Give the data below again exactly as it stands. Omit the pictures.

## RECORDS TO USE
* * * * *

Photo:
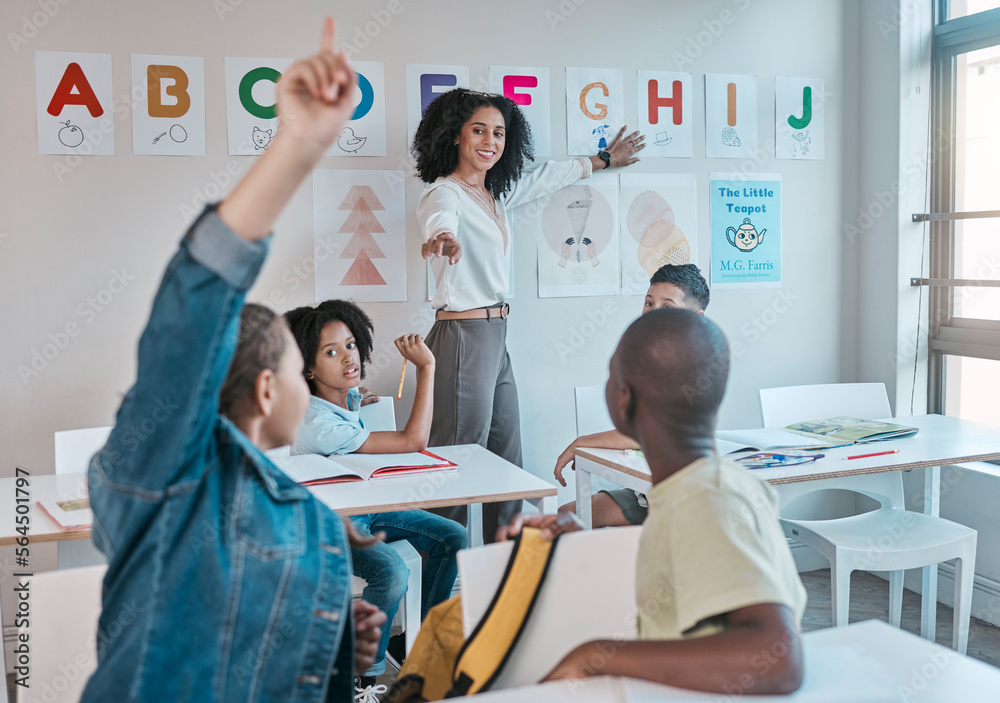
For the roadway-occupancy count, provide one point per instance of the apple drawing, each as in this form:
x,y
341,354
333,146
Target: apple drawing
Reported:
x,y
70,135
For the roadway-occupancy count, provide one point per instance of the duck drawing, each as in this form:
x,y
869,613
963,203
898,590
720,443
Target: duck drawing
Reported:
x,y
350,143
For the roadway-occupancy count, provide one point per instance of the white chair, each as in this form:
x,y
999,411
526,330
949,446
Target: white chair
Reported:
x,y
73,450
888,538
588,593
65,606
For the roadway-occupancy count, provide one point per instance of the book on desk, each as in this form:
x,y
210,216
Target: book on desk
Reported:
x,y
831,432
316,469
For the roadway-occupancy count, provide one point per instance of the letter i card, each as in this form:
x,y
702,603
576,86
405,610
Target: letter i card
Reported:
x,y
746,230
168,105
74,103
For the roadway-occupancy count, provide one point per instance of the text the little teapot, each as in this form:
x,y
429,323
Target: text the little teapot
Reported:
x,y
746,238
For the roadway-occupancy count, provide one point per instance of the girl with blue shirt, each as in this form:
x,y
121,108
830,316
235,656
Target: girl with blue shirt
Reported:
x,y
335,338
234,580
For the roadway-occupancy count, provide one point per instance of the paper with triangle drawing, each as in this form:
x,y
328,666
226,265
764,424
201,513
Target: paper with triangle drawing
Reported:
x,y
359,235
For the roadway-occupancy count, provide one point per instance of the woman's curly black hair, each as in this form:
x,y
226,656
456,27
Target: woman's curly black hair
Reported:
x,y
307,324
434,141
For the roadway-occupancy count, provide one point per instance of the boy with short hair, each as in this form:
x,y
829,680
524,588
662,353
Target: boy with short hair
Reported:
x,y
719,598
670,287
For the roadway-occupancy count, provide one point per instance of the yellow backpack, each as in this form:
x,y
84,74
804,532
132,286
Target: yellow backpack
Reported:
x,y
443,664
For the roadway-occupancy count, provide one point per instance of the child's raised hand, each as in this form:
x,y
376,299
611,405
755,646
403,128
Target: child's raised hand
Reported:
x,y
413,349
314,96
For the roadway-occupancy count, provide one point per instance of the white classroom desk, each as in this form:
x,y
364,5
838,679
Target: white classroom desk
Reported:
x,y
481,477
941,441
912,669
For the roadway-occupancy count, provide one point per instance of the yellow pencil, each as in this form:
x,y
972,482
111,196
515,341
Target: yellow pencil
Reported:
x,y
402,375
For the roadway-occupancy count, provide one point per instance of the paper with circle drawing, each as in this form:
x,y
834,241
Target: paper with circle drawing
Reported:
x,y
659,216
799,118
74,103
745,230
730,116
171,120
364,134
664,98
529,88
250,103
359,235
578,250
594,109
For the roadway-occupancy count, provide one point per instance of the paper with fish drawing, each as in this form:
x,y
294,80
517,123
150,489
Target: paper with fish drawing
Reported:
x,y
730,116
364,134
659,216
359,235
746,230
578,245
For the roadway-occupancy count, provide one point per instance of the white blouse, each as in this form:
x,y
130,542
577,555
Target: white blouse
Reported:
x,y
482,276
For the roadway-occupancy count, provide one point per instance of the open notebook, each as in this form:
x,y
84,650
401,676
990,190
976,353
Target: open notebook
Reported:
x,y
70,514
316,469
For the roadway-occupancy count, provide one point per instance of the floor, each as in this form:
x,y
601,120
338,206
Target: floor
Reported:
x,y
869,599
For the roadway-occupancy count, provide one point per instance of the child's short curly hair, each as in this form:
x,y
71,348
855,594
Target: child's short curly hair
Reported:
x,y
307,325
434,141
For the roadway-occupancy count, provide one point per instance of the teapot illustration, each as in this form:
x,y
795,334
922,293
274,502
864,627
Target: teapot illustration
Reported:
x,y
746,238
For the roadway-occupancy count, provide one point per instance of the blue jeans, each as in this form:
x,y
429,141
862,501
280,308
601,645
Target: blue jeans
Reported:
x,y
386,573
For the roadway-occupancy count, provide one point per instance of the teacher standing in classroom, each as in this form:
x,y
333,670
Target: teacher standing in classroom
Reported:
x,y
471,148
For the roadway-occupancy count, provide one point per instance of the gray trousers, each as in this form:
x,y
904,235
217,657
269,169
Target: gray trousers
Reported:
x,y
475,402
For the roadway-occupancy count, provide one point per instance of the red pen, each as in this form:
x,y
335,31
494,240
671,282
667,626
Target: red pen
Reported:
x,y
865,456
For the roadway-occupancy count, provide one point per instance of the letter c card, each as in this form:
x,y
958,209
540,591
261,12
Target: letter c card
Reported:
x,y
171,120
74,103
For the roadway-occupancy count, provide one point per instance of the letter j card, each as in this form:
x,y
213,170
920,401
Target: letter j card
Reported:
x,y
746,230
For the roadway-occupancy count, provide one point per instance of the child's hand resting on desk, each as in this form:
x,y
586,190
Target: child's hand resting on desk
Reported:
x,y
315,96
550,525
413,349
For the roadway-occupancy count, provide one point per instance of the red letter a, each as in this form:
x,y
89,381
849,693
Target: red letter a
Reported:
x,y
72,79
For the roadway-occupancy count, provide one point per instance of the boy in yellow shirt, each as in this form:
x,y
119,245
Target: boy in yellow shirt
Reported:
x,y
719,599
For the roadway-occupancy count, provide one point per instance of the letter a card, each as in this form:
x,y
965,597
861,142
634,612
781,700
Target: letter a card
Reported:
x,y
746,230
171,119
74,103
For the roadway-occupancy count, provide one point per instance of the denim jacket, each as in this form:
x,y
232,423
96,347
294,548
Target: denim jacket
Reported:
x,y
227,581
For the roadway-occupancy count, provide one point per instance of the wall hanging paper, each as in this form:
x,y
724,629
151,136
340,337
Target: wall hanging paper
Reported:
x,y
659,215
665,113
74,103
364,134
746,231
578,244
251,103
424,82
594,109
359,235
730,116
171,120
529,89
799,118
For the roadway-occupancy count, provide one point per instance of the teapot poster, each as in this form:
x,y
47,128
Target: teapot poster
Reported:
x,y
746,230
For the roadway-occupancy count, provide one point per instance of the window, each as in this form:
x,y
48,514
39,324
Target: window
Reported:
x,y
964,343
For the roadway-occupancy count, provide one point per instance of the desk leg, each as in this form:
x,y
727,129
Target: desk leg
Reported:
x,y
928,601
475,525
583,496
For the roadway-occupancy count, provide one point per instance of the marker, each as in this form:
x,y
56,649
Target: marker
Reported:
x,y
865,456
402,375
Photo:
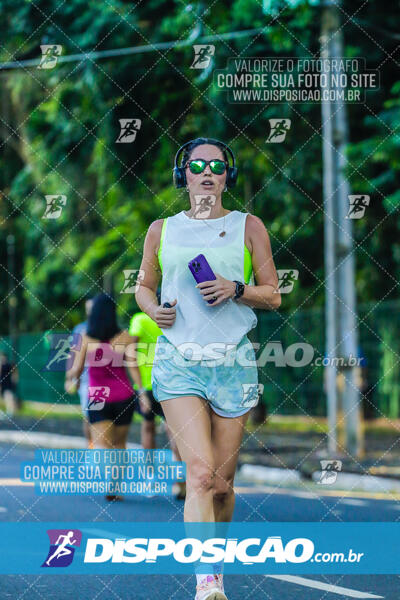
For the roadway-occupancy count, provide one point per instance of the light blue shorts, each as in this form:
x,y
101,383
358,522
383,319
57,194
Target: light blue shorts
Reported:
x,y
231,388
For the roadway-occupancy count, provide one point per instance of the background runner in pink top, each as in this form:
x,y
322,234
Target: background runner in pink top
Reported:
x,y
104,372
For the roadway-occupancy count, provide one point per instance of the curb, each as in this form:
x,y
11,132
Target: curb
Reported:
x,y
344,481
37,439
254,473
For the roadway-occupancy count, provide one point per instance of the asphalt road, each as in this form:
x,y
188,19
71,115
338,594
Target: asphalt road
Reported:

* * * * *

## RESPONSE TO THIS TASK
Photo:
For the roadway-occupancy count, provide one point per instance of the apple drawing, each as in this form:
x,y
341,354
333,146
Target: apple drawing
Reported:
x,y
70,135
For the roadway-occupancy count, provide one point per instance of the duck drawing, each as in this form:
x,y
869,613
963,203
898,590
720,443
Target: duck drawing
Reported:
x,y
350,143
For the roadway-occupancy count, provide one point per instance of the white chair, each as in this form:
x,y
999,411
526,330
949,446
Target: white chair
Reported:
x,y
73,450
888,538
588,593
65,606
For the roadway-occupancy count, provide one point per instance of the book on desk, each as in this form:
x,y
210,216
Target: book on desk
Reported:
x,y
831,432
316,469
For the roadway-occupancy count, provide one point per instance of the letter i card, each as in this form:
x,y
702,603
576,86
405,610
Target: letter i card
Reported:
x,y
746,230
168,105
74,103
For the roadway-occupancy count, provide one point per instance of the text the little teapot, each as in this form:
x,y
429,323
Target: text the little teapot
Reported:
x,y
746,238
For the roadway-occupancy count, provide one point per instance of the girl with blue shirt, each as in this form:
x,y
121,108
830,316
235,656
Target: girl with blue shirt
Reported:
x,y
335,338
234,580
For the roadway-occupancy count, provide one point per instance of the paper with triangle drawing, each as in this form:
x,y
328,666
226,265
764,424
201,513
Target: paper with triangle drawing
Reported:
x,y
359,235
For the roadway-occupancy count, provide one point per instance of the woman's curly black hair, each as in this form:
x,y
226,656
456,27
Target: woman's curly black hair
Reported:
x,y
307,324
434,141
For the roadway-occupancy count, provide one point per instance of the boy with short hair, each as in this form:
x,y
829,680
524,588
662,353
Target: boy with short hair
Reported:
x,y
719,598
670,287
For the roadway-occupancy count, provide one point per instance of the yellow backpack, each as in this form:
x,y
84,74
804,532
132,286
Target: yellow backpack
Reported:
x,y
443,664
For the roadway-occupancy count, provide one point per instance of the child's raised hand, each as in this form:
x,y
376,299
611,405
755,646
403,128
Target: child's raised hand
Reported:
x,y
413,349
314,96
For the roadway-occupancy count, provide one point per instance of the white classroom desk, each as in this form:
x,y
364,5
838,679
Target: white classroom desk
Reported:
x,y
481,477
941,441
912,669
For the roadway-occupancy count, provide one point per instance of the yellow pencil, each as in this form:
x,y
972,482
111,196
515,341
Target: yellow pencil
Reported:
x,y
402,375
For the roadway-occupancy count, provide one point per instance of the paper with circle drawing, each as in this form:
x,y
834,241
Target: paper with circle drawing
Reported:
x,y
659,216
799,118
74,103
745,230
730,116
171,120
364,134
664,98
529,88
250,103
359,235
578,250
594,109
For the roadway-occupancy count, provide one point per instance of the paper with fish drawing, each as in this form:
x,y
294,80
517,123
150,489
Target: paper with fish drawing
Reported:
x,y
730,116
364,134
659,216
359,235
746,230
578,245
For the roadway-occupancy count, provide one point per instance of the white blouse, each as in this form:
x,y
130,542
577,555
Target: white blouse
Reported:
x,y
482,276
For the roadway-occupancy count, provide one point per instance of the open notebook, each as in this form:
x,y
84,650
401,676
990,190
976,353
Target: open notebook
Reported:
x,y
70,514
316,469
For the roadway-occupancy count, provide one point per instance of the floor, each as in this form:
x,y
601,120
338,206
Target: floor
Reported:
x,y
869,599
For the roadway-occupancy count, provide one point per instance of the child's short curly hair, each as in this form:
x,y
71,348
855,594
Target: child's short curly hair
Reported:
x,y
307,325
434,141
For the roadway-occupancy count, provide one point per instance of the teapot illustration, each as in this form:
x,y
795,334
922,293
274,502
864,627
Target: teapot illustration
Reported:
x,y
746,238
For the roadway-occupancy count, provide one point per instance of the blue jeans, each as in this form:
x,y
429,141
862,501
280,308
601,645
Target: blue jeans
Reported:
x,y
386,573
For the roadway-occupancy count, provide one point per instance of the teacher standing in classroom, each as in this form:
x,y
333,670
Target: teacher standing in classroom
Reported:
x,y
471,148
For the roadway-occupancy count, provide one point per instance of the gray trousers, each as in this form:
x,y
904,235
217,657
269,169
Target: gray trousers
Reported:
x,y
475,402
For the roadway-occupancy count, provide one point per instance of the red pen, each as in this form:
x,y
335,31
494,240
671,282
667,626
Target: red pen
Reported:
x,y
865,456
For the roadway-occupancy count, provide one point per instance of the letter c card, each as in this form:
x,y
958,209
540,591
261,12
Target: letter c card
Reported:
x,y
171,120
74,103
For the roadway-occupancy count, provide one point per instance of the letter j card, each as in this form:
x,y
213,170
920,401
Target: letter j card
Reported:
x,y
746,230
For the roadway-occupancy count, provide one point per instance of the child's hand resting on desk, each as in this form:
x,y
586,190
Target: child's hand resting on desk
Reported:
x,y
315,96
550,525
413,349
For the roadway-occupancy count, provide one point per instance of the red letter a, each as in this form:
x,y
89,381
849,693
Target: red letter a
Reported:
x,y
72,79
For the roadway-occupancy count, provide one point per instance of the boy in yellow shirt, each as in this form:
x,y
119,245
Target: boy in yellow shirt
Reported:
x,y
719,599
For the roadway-occupancy count, provide one point per instance of the letter a card, each as in this form:
x,y
965,597
861,142
634,612
781,700
Target: letter a card
Reported:
x,y
746,230
171,119
74,103
For the roadway-occupancy count, provide one point per instance of the denim jacket, each as in this form:
x,y
232,423
96,347
294,548
Target: denim jacket
Reported:
x,y
227,581
For the roadway-occupancy count, provide one point per instance of the wall hanging paper, each as in this form:
x,y
724,629
151,136
340,337
Target: wall hanging paper
Reported:
x,y
659,215
665,113
74,103
364,134
746,231
578,244
251,103
424,82
594,109
359,235
730,116
171,120
529,89
799,118
For the roadway-occupancy count, provide one point per instance of the teapot poster, each as in this form:
x,y
47,128
Target: teapot poster
Reported:
x,y
746,230
For the roadway-occupancy count, provide one point per instance of the window, each as in this form:
x,y
48,514
39,324
Target: window
Reported:
x,y
964,343
For the roadway-occupancy count, provide one point per instance of the desk leg, each as in this form:
x,y
727,129
Target: desk leg
Reported:
x,y
928,601
475,525
583,496
For the roadway-occupancy count, provide one point per instance of the marker, each as in this form:
x,y
56,649
Target: marker
Reported:
x,y
865,456
402,375
Photo:
For the roadway-occupancy count, provide one point per instance of the light blue shorts, each as in this form:
x,y
101,383
358,522
383,319
57,194
Target: light blue shorts
Reported:
x,y
231,388
For the roadway-occupancy count, provide one point per instance of the background runner in pink top, each as in this form:
x,y
322,234
Target: background runner in pink top
Reported:
x,y
104,372
For the roadway-occupancy count, provide one point per instance of the curb, each as in this form:
x,y
11,132
Target: curb
Reported:
x,y
344,481
37,439
254,473
For the roadway-occupancy count, provide one point per instance of the asphalt road, each as in this form:
x,y
188,19
71,115
338,594
Target: asphalt road
Reported:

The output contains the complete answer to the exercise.